**Short exercise**
Type out the complete listing below word for word, without its pictures.

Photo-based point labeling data

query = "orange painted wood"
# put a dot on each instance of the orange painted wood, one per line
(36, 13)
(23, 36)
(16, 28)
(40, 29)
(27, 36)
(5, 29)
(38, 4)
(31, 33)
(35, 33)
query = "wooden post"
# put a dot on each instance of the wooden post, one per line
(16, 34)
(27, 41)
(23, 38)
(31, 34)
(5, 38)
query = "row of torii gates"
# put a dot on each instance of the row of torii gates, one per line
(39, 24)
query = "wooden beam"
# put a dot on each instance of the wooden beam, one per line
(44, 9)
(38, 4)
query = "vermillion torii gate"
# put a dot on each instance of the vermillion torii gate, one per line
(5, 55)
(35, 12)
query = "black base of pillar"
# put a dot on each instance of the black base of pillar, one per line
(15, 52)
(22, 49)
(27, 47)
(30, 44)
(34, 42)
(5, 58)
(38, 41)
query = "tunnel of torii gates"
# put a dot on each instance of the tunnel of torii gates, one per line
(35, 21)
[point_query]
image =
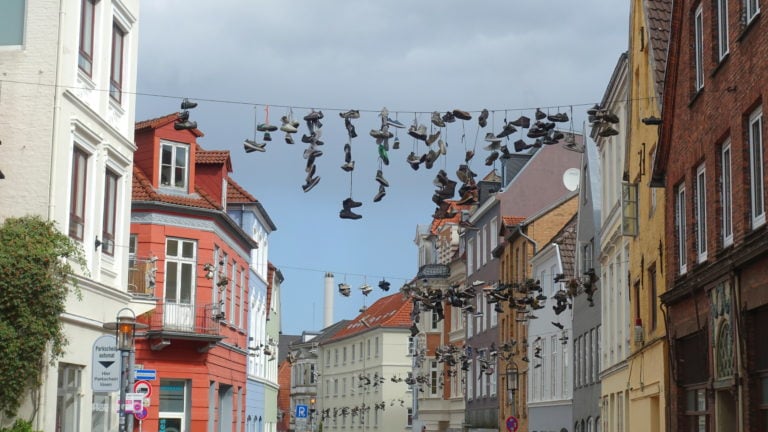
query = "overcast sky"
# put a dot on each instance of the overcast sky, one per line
(235, 57)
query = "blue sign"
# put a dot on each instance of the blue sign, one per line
(302, 411)
(145, 374)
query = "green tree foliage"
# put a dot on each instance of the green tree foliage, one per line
(36, 267)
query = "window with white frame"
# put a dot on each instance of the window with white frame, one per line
(680, 228)
(68, 397)
(180, 261)
(755, 136)
(698, 47)
(87, 25)
(726, 194)
(701, 213)
(110, 210)
(12, 22)
(722, 28)
(752, 8)
(116, 65)
(174, 163)
(77, 204)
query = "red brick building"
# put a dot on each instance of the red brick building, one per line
(711, 160)
(190, 258)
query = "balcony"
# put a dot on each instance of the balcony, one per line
(141, 277)
(180, 321)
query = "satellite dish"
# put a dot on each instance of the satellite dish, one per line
(571, 178)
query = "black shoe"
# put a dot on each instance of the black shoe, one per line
(522, 122)
(349, 214)
(350, 203)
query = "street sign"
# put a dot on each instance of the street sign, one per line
(143, 387)
(302, 411)
(512, 424)
(105, 366)
(141, 415)
(145, 374)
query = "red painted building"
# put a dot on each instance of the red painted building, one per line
(192, 260)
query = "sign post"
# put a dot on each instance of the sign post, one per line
(105, 366)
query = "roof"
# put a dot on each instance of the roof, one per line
(659, 17)
(158, 122)
(143, 191)
(236, 194)
(392, 311)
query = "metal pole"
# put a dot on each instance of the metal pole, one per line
(123, 380)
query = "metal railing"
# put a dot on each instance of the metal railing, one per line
(186, 318)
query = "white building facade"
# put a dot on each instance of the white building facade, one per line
(68, 80)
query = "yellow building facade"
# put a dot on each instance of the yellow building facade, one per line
(643, 219)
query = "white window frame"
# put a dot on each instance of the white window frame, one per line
(701, 213)
(722, 28)
(726, 193)
(756, 178)
(698, 47)
(174, 146)
(680, 226)
(751, 9)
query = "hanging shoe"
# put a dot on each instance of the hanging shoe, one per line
(442, 147)
(348, 166)
(266, 127)
(437, 120)
(522, 122)
(379, 195)
(559, 117)
(310, 184)
(433, 137)
(491, 158)
(350, 203)
(482, 120)
(351, 114)
(462, 115)
(469, 155)
(383, 154)
(349, 214)
(380, 178)
(252, 146)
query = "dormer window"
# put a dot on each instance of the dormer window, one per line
(174, 162)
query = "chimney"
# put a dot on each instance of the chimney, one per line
(328, 300)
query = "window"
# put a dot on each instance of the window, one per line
(173, 165)
(755, 136)
(652, 298)
(722, 28)
(180, 261)
(116, 66)
(87, 19)
(698, 51)
(701, 213)
(110, 208)
(752, 9)
(680, 226)
(68, 397)
(77, 199)
(726, 194)
(629, 209)
(12, 16)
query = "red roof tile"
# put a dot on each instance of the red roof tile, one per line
(236, 193)
(392, 311)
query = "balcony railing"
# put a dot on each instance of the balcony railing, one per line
(180, 318)
(141, 276)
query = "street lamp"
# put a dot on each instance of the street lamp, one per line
(512, 376)
(125, 326)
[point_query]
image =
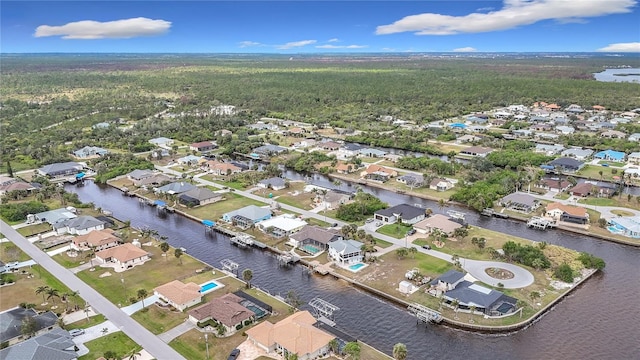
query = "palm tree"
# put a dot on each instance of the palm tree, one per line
(247, 275)
(399, 351)
(42, 290)
(142, 293)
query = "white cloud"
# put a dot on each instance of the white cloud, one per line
(244, 44)
(514, 13)
(329, 46)
(118, 29)
(465, 49)
(621, 47)
(295, 44)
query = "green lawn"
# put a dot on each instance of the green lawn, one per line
(397, 231)
(117, 342)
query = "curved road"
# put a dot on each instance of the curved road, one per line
(133, 329)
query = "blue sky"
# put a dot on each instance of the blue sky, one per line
(320, 26)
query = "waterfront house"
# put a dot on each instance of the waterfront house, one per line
(378, 173)
(519, 201)
(175, 188)
(11, 323)
(199, 196)
(295, 334)
(411, 179)
(96, 239)
(476, 151)
(203, 146)
(345, 252)
(60, 169)
(124, 256)
(577, 153)
(162, 142)
(274, 183)
(610, 155)
(441, 184)
(407, 214)
(566, 164)
(247, 216)
(226, 310)
(437, 222)
(178, 294)
(567, 213)
(90, 152)
(282, 225)
(313, 238)
(80, 225)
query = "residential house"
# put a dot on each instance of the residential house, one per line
(199, 196)
(520, 201)
(90, 152)
(476, 151)
(247, 216)
(203, 146)
(178, 294)
(175, 188)
(56, 344)
(577, 153)
(468, 295)
(124, 256)
(345, 252)
(226, 310)
(162, 142)
(610, 155)
(567, 213)
(11, 323)
(437, 222)
(566, 164)
(613, 134)
(411, 179)
(370, 152)
(548, 150)
(283, 225)
(378, 173)
(441, 184)
(313, 239)
(80, 225)
(96, 239)
(555, 185)
(60, 169)
(295, 334)
(407, 214)
(274, 183)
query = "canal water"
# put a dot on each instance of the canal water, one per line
(601, 320)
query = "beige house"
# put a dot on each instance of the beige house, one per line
(293, 335)
(125, 256)
(179, 294)
(97, 239)
(436, 222)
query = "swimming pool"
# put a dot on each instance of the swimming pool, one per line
(205, 288)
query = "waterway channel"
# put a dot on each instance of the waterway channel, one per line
(601, 320)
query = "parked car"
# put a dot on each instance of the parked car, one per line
(234, 354)
(76, 332)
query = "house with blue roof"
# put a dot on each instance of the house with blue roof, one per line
(611, 155)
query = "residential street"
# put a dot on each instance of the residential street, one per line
(135, 331)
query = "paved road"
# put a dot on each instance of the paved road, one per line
(135, 331)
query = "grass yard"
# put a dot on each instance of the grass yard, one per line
(117, 342)
(24, 290)
(216, 210)
(397, 231)
(155, 272)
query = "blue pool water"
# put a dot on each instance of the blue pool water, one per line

**Response**
query = "orange painted wood"
# put a dot on each instance of the orange painted wood, one per line
(36, 13)
(23, 36)
(16, 28)
(40, 29)
(27, 36)
(5, 29)
(38, 4)
(31, 33)
(35, 33)
query = "wooden post"
# put a dot on each instance of the wooden post, one per line
(16, 34)
(27, 41)
(23, 38)
(31, 34)
(5, 38)
query = "row of torii gates"
# put a dot on each instance of the row of torii gates, one per line
(39, 24)
query = "wooden beam"
# put a dot on each instance of the wooden beam, one per line
(44, 9)
(38, 4)
query = "vermillion torii gate"
# put a dot on each instance of the vermillion torii gate, one per line
(5, 55)
(35, 12)
query = "black base of pillar"
# put a dot on each instance of the black base of pillar, one per line
(15, 52)
(22, 49)
(27, 47)
(30, 44)
(34, 42)
(5, 58)
(38, 41)
query = "tunnel of torii gates"
# put a dot on each instance of the tunnel of torii gates, one per line
(35, 21)
[point_query]
image =
query = "overcast sky"
# put a dot on each instance of the overcast sky, one per line
(235, 57)
query = "blue sign"
# put a dot on each instance of the blue sign, one per line
(302, 411)
(145, 374)
query = "green tree foliage"
# put a dot on each instance of the green tree foliage, one per line
(36, 267)
query = "window with white frame"
# put a dot on each instance of the window with white frame, one per line
(680, 228)
(68, 397)
(180, 261)
(755, 136)
(698, 47)
(87, 25)
(726, 194)
(701, 213)
(110, 210)
(12, 22)
(722, 28)
(752, 8)
(116, 65)
(174, 163)
(77, 204)
query = "red brick building"
# put a dot on each instance of the red brick building, one per line
(711, 160)
(190, 258)
query = "balcony"
# put a dot on each instance of the balcony, one per line
(141, 277)
(180, 321)
query = "satellite dish"
# put a dot on each instance of the satellite dish, one per line
(571, 178)
query = "black shoe"
# put a dot on each instance of the black shoe, one per line
(522, 122)
(349, 214)
(350, 203)
query = "street sign"
# put a dot on each instance of the street sign, one per line
(143, 387)
(302, 411)
(512, 424)
(105, 366)
(141, 415)
(145, 374)
query = "red painted building"
# put a dot on each instance of the red painted building, one per line
(192, 260)
query = "sign post"
# put a dot on each instance of the sign post, one per line
(105, 366)
query = "roof"
# put a dot on each instance of the roof, one per line
(659, 17)
(158, 122)
(143, 191)
(236, 194)
(392, 311)
query = "metal pole"
# put a dot on each instance of the metal pole, one per line
(123, 380)
query = "metal railing"
# put a dot on each instance of the metal railing, one per line
(186, 318)
query = "white building facade"
# put a dot on each instance of the white building facade, one per line
(68, 80)
query = "yellow building facade"
# put a dot on each instance of the yellow building facade, one per line
(643, 219)
query = "white window frame"
# put a dot on each instance of the white window frame, one per line
(701, 213)
(722, 28)
(726, 193)
(756, 178)
(698, 47)
(174, 146)
(680, 226)
(751, 9)
query = "hanging shoe"
# put a dot on each instance of the hanging shoe, one per line
(442, 147)
(348, 166)
(266, 127)
(437, 120)
(522, 122)
(379, 195)
(559, 117)
(310, 184)
(433, 137)
(491, 158)
(350, 203)
(482, 120)
(351, 114)
(462, 115)
(469, 155)
(383, 154)
(349, 214)
(380, 178)
(252, 146)
query = "dormer window"
# put a dot on each instance of the dormer window, one per line
(174, 162)
query = "chimney"
# put a dot on each instance of the chimney, one per line
(328, 300)
query = "window"
# put a dot on each instance of the window, one per line
(173, 165)
(755, 136)
(652, 298)
(722, 28)
(180, 261)
(116, 66)
(87, 19)
(698, 51)
(701, 213)
(110, 208)
(752, 9)
(680, 226)
(68, 397)
(77, 199)
(726, 194)
(629, 209)
(12, 16)
query = "red roof tile"
# put a dot on each instance of the red roof tile, one per line
(236, 193)
(392, 311)
query = "balcony railing"
# put a dot on each instance of the balcony railing, one per line
(180, 318)
(141, 276)
query = "street lamp"
# put a dot on each instance of the street lamp, one per line
(512, 376)
(125, 326)
[point_query]
image =
query = "palm tree"
# put a dot on each instance of the palm tree, one per line
(247, 275)
(399, 351)
(42, 290)
(142, 293)
query = "white cloud"
# put a dot on each instance of the white cloud, one per line
(244, 44)
(514, 13)
(329, 46)
(118, 29)
(465, 49)
(621, 47)
(295, 44)
query = "green lawn"
# put a dot on each instance of the green lawn, one per line
(397, 231)
(117, 342)
query = "curved road"
# put a dot on each instance of the curved road, one per line
(133, 329)
query = "blue sky"
# put a dot on each instance of the blue sky, one per line
(320, 26)
query = "waterfront house"
# put a dot on each instance of the waterfront house, one per line
(378, 173)
(519, 201)
(175, 188)
(11, 323)
(199, 196)
(295, 334)
(411, 179)
(96, 239)
(476, 151)
(203, 146)
(345, 252)
(60, 169)
(124, 256)
(577, 153)
(162, 142)
(274, 183)
(610, 155)
(441, 184)
(407, 214)
(566, 164)
(247, 216)
(226, 310)
(437, 222)
(178, 294)
(567, 213)
(90, 152)
(282, 225)
(313, 238)
(80, 225)
query = "residential house"
# put a dot on each instance of the residential house, one per line
(199, 196)
(520, 201)
(90, 152)
(476, 151)
(247, 216)
(203, 146)
(178, 294)
(175, 188)
(56, 344)
(577, 153)
(468, 295)
(124, 256)
(345, 252)
(226, 310)
(162, 142)
(610, 155)
(567, 213)
(11, 323)
(437, 222)
(566, 164)
(613, 134)
(411, 179)
(370, 152)
(548, 150)
(283, 225)
(378, 173)
(441, 184)
(313, 239)
(80, 225)
(96, 239)
(555, 185)
(60, 169)
(295, 334)
(407, 214)
(274, 183)
query = "canal water"
# put a dot on each instance of the canal water, one per line
(601, 320)
query = "beige house"
# put a dot on each instance of the beige house, one per line
(293, 335)
(125, 256)
(179, 294)
(97, 239)
(436, 222)
query = "swimming pool"
# put a dot on each instance of the swimming pool, one per line
(205, 288)
query = "waterway channel"
# put a dot on each instance of the waterway channel, one per line
(601, 320)
query = "parked car"
# put a dot on each instance of the parked car, one per line
(234, 354)
(76, 332)
query = "house with blue roof"
# put a dot on each instance of the house with blue roof, one per line
(611, 155)
query = "residential street"
# put a dot on each instance of the residential street, one per line
(135, 331)
query = "paved road"
# put a dot on each instance of the paved road, one per line
(135, 331)
query = "grass yard"
# put a dot on each instance of the grass yard, one per line
(117, 342)
(24, 290)
(216, 210)
(397, 231)
(155, 272)
query = "blue pool water"
# put a dot on each instance of the blue pool water, one per line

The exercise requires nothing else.